━━ Text under study ━━

The Northern Virginia Daily

Article Date: April 06, 2005

Committee for Avtex site development ends its work

 By William C. Flook

A committee created to give community input into the redevelopment of the Avtex Superfund site sang its swan song Tuesday night.

The final of the Avtex Redevelopment Advisory, or ARAC, committee, marks the transition of the approximately 440-acre site from cleanup to redevelopment, according to Paul Carroll, executive director of the Front Royal-Warren County Economic Development Authority.

“People are starting to look at this not as a Superfund site, but as a regular development,” Carroll said after the meeting.

The site of the former rayon plant is slated to become a 175-acre business park, a 240-acre conservancy park, and a 30-acre soccer complex.

The ARAC committee, established in 2002, met with Front Royal and Warren County officials, the EDA, the Environmental Protection Agency, and others to “identify and coordinate issues” on initiatives related to the massive project, according to an ARAC exit summary.  The committee’s efforts were largely focused on the ownership and development of the conservancy park, the building of a connector road in and around the business park, and the creation of the soccer complex, the summary says.

“Probably the biggest challenge was to keep an open mind of really what we want this to look like down the road,” ARAC Chairman Ray Grimm said after the meeting.  He said he wanted the committee to leave a legacy for a site that affected so many in the area.

“A lot of people in the county and town gave a lot of their life and soul in it.” Grimm said.

━━━
━━ Information given ━━

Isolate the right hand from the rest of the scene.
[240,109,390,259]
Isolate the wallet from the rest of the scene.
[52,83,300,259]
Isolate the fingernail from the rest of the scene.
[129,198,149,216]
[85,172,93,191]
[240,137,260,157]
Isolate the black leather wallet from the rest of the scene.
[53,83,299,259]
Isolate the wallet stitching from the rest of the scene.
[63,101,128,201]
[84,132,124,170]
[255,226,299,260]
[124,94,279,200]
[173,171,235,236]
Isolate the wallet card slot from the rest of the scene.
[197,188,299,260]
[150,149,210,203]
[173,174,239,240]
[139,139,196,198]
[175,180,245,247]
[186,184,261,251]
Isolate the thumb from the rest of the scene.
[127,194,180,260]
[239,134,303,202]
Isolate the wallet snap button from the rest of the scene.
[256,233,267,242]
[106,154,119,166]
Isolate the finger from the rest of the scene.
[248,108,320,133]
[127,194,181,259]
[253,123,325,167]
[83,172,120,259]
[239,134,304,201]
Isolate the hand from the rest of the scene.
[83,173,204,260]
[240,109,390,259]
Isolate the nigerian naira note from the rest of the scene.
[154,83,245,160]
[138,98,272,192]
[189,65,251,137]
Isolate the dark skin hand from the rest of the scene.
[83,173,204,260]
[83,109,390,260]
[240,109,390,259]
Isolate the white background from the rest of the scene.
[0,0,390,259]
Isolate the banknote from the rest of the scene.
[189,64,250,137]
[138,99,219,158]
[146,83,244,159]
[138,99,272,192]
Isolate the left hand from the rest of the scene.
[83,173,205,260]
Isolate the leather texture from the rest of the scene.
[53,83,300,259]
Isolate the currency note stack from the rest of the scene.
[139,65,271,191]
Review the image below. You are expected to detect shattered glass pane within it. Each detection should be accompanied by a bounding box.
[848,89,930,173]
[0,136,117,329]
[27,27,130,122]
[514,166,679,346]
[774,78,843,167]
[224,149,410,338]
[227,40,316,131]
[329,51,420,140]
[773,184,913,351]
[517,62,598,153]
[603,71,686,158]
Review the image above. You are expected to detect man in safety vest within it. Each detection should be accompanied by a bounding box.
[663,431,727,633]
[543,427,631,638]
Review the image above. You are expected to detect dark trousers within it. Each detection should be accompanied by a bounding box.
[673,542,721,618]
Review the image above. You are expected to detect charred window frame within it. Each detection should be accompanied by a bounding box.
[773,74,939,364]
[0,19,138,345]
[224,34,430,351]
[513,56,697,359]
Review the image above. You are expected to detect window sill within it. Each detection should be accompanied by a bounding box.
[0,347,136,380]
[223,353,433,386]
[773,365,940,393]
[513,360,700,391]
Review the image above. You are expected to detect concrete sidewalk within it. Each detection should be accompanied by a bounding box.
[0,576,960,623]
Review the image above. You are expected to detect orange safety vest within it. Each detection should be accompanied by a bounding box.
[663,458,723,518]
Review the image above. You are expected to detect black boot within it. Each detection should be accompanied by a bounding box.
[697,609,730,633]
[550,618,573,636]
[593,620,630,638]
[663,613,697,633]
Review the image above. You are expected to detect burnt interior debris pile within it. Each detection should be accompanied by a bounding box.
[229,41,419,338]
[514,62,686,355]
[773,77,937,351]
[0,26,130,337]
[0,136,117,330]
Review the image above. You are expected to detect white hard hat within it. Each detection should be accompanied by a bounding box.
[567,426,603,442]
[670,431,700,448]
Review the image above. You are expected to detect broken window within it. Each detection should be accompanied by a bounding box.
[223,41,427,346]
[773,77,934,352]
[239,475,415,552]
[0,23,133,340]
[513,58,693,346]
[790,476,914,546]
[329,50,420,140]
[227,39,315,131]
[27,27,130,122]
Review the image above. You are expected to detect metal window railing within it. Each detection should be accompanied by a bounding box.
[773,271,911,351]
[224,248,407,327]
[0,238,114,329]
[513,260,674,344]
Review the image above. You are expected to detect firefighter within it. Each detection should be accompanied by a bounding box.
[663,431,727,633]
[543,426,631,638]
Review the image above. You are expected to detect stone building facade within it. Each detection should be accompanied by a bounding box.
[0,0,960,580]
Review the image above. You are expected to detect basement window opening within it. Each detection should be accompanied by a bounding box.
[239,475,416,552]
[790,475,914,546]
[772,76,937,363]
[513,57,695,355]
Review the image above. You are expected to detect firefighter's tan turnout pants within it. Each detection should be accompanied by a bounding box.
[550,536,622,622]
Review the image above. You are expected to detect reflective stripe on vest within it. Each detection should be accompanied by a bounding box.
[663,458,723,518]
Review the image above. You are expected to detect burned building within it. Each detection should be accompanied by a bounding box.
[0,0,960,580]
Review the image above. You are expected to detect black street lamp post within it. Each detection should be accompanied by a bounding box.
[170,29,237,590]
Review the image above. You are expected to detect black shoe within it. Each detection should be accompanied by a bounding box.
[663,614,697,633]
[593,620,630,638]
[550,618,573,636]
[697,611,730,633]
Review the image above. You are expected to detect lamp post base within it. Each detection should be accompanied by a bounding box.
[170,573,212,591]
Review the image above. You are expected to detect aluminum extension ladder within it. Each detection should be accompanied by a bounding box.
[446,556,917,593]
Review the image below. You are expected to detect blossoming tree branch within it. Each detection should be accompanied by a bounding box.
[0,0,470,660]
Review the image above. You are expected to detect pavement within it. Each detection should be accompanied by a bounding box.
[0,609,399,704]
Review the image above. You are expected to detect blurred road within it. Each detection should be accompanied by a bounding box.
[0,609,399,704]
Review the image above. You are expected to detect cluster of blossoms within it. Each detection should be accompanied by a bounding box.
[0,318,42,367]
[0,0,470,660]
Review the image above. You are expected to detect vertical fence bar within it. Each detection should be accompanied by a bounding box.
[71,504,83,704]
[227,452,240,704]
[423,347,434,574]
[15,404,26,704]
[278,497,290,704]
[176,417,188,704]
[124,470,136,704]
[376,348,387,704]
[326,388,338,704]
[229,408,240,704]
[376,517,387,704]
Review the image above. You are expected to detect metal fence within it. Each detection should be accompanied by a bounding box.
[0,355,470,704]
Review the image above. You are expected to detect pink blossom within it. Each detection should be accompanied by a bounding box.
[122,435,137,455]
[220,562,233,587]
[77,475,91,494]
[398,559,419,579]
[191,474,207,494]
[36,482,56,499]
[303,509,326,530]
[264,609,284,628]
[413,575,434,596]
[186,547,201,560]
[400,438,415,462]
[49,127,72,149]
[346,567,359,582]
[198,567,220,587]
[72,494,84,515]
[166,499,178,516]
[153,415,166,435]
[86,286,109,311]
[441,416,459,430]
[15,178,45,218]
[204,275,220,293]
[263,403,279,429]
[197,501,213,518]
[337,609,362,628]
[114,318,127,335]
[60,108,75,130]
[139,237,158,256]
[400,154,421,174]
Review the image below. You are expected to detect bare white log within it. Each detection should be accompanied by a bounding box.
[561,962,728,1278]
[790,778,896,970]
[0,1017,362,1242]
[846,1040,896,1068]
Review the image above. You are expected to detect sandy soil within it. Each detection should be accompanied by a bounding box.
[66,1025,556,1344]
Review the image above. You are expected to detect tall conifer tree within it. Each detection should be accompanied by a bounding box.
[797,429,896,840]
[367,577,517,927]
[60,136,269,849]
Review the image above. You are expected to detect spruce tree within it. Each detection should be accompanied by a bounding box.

━━━

▶ [Tasks for this exercise]
• a. According to the article on the Avtex committee, what are the planned uses for the former rayon plant site, and how many acres is each?
• b. Rewrite the Avtex committee article from "Committee for Avtex" up to and including "song Tuesday night.", changing "swan song" to "farewell".
• c. Continue the news article about the Avtex redevelopment committee from the point where it stops.

▶ [Outputs in order]
• a.
- Business park: 175 acres
- Conservancy park: 240 acres
- Soccer complex: 30 acres

• b.
Committee for Avtex site development ends its work

 By William C. Flook

A committee created to give community input into the redevelopment of the Avtex Superfund site sang its farewell Tuesday night.

• c.
Though cleanup and remediation efforts will continue for the once highly toxic site, Carroll said the focus will shift.  The ARAC committee and others, he said, laid the groundwork for that transition.

“They did the hard work up until now,” he said.  “They came together and said, ‘OK there is this amazing challenge that’s facing us right now, how do we move this beyond.’  They did the work”

The EDA intends to turn a conceptual plan into a marketing plan for “Royal Phoenix”, the working title for the business park.

Spiros V. Antoniadis, vice president of North American Realty Advisory Services, a firm hired by the EDA to create that plan, said the firm is in the “pre-marketing” stages, but developers have already shown an interest in the site.

“We’ve got very strong interest from people who are not just sitting in Warren County, people with substantial development experience, familiar with doing mixed-use projects like the kind we are thinking about,” Antoniadis said after the meeting.  “They’ve had experience working on formerly contaminated sites, and they’ve got the financial wherewithal to carry it through.”